— START OF MATERIAL SHOWN —

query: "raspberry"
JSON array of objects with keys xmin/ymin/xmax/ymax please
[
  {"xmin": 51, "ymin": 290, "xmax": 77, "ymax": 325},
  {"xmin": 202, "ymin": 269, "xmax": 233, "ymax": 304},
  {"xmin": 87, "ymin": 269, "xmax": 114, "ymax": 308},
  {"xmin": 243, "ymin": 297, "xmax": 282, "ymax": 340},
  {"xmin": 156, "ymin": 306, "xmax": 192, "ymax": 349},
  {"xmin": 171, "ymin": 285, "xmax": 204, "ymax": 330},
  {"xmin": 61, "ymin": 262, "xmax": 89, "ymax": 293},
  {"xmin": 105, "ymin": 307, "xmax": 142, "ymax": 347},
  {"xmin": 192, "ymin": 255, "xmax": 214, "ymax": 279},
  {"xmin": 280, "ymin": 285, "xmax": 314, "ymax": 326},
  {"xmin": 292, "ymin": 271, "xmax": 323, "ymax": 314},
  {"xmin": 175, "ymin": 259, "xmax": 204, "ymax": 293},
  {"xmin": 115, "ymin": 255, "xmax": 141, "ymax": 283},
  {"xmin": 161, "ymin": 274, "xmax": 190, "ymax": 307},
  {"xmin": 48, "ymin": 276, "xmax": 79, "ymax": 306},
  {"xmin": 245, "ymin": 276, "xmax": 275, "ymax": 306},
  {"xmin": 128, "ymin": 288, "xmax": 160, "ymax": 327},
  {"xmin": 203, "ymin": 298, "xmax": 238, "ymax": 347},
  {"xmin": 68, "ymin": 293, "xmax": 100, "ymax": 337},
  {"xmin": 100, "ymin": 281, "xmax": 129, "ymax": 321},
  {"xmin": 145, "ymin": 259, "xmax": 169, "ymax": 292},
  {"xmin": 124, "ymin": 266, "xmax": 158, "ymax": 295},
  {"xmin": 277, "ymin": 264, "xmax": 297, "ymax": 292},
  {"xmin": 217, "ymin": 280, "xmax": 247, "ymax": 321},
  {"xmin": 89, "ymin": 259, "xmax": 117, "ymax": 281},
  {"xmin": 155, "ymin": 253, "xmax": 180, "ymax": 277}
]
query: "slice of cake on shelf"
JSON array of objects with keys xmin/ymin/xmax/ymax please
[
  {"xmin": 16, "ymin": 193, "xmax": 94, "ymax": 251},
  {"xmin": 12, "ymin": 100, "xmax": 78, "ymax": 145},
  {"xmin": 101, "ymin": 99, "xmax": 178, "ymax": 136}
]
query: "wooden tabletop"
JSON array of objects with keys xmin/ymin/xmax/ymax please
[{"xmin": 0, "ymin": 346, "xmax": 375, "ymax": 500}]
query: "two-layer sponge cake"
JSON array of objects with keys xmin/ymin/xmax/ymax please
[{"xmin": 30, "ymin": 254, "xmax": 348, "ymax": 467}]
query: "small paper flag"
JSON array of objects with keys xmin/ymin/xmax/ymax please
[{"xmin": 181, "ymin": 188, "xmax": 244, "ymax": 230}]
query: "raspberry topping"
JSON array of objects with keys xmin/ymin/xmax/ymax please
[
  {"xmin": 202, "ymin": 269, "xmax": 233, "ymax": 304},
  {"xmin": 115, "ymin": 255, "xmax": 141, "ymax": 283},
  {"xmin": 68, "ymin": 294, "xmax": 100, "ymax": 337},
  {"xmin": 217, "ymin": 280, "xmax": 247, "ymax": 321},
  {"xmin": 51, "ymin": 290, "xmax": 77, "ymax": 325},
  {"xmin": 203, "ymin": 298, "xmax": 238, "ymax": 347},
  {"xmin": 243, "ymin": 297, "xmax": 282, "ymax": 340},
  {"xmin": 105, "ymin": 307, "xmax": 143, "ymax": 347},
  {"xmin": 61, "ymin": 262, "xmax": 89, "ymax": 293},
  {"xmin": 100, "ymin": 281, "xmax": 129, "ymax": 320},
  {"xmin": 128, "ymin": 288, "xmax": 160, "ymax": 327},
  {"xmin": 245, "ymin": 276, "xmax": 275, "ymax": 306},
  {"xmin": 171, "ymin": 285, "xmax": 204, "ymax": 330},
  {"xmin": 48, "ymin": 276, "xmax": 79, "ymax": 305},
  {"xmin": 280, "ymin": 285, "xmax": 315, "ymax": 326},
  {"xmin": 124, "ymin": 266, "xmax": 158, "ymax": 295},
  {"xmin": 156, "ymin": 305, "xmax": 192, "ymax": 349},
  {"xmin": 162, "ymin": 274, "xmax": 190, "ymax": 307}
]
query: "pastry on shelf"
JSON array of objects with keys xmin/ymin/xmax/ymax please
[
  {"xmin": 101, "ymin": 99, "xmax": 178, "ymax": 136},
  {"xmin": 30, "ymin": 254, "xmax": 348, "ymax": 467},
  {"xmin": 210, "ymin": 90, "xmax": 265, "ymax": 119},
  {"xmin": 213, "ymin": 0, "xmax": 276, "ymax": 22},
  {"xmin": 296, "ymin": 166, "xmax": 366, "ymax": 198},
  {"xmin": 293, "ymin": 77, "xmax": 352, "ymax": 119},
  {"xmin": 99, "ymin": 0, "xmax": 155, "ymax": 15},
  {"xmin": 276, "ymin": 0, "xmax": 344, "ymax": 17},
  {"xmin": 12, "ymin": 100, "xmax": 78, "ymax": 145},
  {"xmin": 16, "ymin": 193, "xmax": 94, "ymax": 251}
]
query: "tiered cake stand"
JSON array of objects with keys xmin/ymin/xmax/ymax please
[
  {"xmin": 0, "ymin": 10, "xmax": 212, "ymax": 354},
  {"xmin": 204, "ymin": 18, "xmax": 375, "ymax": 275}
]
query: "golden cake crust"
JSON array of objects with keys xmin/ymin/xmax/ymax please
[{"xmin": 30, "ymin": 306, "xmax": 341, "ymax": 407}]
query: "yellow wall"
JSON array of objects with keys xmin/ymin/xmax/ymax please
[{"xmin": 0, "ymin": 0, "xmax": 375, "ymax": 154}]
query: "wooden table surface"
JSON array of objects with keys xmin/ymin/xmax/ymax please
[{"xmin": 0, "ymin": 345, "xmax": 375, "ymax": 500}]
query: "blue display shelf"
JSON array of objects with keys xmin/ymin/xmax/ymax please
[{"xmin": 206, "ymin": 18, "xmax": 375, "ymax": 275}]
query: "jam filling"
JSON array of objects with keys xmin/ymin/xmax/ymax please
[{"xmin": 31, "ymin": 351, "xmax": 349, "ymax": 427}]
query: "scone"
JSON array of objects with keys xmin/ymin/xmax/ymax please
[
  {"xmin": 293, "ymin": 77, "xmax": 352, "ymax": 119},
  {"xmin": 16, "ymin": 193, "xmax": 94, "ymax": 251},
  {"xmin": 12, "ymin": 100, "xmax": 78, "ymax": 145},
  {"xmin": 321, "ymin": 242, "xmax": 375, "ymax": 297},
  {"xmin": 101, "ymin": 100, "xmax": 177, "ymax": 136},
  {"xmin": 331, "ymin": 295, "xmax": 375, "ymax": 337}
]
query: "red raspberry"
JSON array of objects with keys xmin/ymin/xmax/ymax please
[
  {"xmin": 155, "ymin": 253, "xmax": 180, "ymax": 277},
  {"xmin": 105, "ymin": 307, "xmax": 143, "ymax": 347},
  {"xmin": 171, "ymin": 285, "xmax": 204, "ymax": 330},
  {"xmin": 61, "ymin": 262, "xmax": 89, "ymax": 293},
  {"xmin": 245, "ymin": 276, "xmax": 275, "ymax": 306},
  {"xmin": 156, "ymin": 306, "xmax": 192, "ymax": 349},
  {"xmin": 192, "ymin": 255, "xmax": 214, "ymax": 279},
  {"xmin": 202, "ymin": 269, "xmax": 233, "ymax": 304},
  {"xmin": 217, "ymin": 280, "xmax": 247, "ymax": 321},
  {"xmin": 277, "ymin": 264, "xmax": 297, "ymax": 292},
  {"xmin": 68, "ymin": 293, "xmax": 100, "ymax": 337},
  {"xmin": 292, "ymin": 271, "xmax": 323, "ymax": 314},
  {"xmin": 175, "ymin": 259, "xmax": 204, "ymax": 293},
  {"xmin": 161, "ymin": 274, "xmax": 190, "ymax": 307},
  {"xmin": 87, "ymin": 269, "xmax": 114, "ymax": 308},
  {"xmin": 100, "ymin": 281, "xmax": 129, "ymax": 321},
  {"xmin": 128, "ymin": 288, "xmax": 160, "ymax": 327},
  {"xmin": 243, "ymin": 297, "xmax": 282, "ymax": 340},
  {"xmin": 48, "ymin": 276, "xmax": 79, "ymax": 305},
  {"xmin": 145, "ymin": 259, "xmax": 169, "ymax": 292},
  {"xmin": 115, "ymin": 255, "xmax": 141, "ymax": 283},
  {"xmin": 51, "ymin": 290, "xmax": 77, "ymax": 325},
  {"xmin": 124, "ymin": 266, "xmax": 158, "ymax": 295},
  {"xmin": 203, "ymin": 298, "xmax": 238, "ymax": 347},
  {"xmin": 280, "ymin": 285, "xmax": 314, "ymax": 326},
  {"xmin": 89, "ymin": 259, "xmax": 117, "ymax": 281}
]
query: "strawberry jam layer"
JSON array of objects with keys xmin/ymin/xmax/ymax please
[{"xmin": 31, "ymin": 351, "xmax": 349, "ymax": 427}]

— END OF MATERIAL SHOWN —

GIVEN PROBLEM
How many lines in the entries above contain the word "wooden"? Give only the number.

WORKED ANSWER
2